• Excerpted text
══════════════════════════════

Or would we take the raw fear view, which is that terrorism threatens all of us every single day, and that we are at war with an entire ethno-religious group, and it's just too much for our justice system to handle, so we must give up more freedoms and give our police even more powers and shut our doors to immigrants and intensify racial profiling?
Would our television programs feature crawls across the bottom of the screens screaming "Terror"? Would our mainstream media lose its critical faculties, the way the American media did after 9/11? Would such an attack disrupt our society on just about every level?
Probably more the latter than the former, given our behaviour in the year we are about to put behind us. It was a year of fear for the Western world, more so than any year since 9/11.
And, fear being what it is, it was not rational. The very fact that Donald Trump is riding to the top of the polls in America is evidence.
And despite what a lot of Canadians might like to think, we aren't much different.

══════════════════════════════

• Source data
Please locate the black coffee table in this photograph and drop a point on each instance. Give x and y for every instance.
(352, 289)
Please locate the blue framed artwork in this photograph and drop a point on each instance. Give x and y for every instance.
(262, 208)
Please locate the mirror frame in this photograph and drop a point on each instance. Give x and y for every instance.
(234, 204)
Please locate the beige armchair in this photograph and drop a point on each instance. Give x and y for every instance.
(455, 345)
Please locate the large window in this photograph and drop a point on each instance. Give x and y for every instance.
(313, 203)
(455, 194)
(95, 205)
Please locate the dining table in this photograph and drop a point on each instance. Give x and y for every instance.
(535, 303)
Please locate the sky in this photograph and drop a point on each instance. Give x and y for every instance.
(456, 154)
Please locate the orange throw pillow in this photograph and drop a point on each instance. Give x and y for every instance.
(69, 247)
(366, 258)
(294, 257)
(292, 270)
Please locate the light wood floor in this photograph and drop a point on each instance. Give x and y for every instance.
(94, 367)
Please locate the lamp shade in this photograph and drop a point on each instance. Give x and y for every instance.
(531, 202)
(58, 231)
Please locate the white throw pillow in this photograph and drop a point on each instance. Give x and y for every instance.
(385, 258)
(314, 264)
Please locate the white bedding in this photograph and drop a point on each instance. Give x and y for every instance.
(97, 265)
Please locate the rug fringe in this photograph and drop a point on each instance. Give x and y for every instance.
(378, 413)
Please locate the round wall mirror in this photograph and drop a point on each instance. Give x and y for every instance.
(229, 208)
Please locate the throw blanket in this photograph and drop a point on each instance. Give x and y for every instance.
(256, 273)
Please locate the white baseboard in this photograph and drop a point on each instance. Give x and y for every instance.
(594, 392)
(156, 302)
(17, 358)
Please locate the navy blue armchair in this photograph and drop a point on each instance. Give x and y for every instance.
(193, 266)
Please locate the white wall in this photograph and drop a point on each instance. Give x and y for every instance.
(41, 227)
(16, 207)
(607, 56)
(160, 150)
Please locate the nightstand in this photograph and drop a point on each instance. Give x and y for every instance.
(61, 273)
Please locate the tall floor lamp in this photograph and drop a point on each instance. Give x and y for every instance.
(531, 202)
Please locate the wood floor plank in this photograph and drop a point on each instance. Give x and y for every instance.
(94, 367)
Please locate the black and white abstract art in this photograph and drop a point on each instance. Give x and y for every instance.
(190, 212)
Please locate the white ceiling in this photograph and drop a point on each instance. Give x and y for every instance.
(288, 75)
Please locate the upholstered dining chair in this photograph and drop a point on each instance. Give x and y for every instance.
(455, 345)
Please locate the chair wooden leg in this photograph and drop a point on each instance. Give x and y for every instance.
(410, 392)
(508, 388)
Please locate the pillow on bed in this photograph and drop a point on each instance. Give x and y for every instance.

══════════════════════════════

Reproduce the passage on fear after terrorism, word for word, from "Would our television" to "aren't much different.".

Would our television programs feature crawls across the bottom of the screens screaming "Terror"? Would our mainstream media lose its critical faculties, the way the American media did after 9/11? Would such an attack disrupt our society on just about every level?
Probably more the latter than the former, given our behaviour in the year we are about to put behind us. It was a year of fear for the Western world, more so than any year since 9/11.
And, fear being what it is, it was not rational. The very fact that Donald Trump is riding to the top of the polls in America is evidence.
And despite what a lot of Canadians might like to think, we aren't much different.